**Challenge**
Reproduce every line of the records below, requests included, and raise both the x and y coordinates in each answer by 13.

**Provided information**
--*--

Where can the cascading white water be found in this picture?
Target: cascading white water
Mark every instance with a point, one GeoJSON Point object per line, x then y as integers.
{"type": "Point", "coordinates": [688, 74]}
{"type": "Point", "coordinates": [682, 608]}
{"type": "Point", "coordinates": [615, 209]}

--*--

**Response**
Where can the cascading white water be found in this picture?
Target: cascading white water
Mark every instance with a point, one GeoJSON Point object per line, x then y as integers.
{"type": "Point", "coordinates": [701, 87]}
{"type": "Point", "coordinates": [695, 621]}
{"type": "Point", "coordinates": [628, 222]}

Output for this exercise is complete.